Required work
Please rewrite the records below as a JSON list of strings, one string per line, leaving out blank lines and the pictures.

- - - -

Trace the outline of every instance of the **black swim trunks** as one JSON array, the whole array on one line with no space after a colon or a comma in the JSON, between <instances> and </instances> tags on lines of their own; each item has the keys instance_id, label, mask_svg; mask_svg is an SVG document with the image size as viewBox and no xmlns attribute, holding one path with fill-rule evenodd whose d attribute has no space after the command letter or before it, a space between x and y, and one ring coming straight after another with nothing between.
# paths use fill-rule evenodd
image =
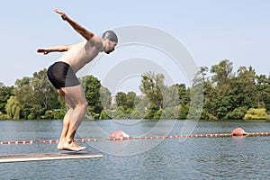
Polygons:
<instances>
[{"instance_id":1,"label":"black swim trunks","mask_svg":"<svg viewBox=\"0 0 270 180\"><path fill-rule=\"evenodd\" d=\"M51 65L47 71L47 76L57 89L80 85L72 68L65 62L59 61Z\"/></svg>"}]
</instances>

- - - -

Response below
[
  "Trace the outline of every instance of the **black swim trunks** as one JSON array, the whole array on one line with no space after a colon or a comma in the JSON, between <instances> and </instances> tags on lines of their own; each item has the keys instance_id, label, mask_svg; mask_svg is an SVG document with the image size as viewBox and no xmlns attribute, holding one path with fill-rule evenodd whose d attribute has no space after the command letter or before it, a space between x and y, and one ring coming straight after another with nothing between.",
  "# paths use fill-rule evenodd",
  "image =",
  "Polygons:",
  "<instances>",
  "[{\"instance_id\":1,\"label\":\"black swim trunks\",\"mask_svg\":\"<svg viewBox=\\\"0 0 270 180\\\"><path fill-rule=\\\"evenodd\\\" d=\\\"M51 65L47 71L47 76L57 89L80 85L72 68L65 62L59 61Z\\\"/></svg>\"}]",
  "</instances>"
]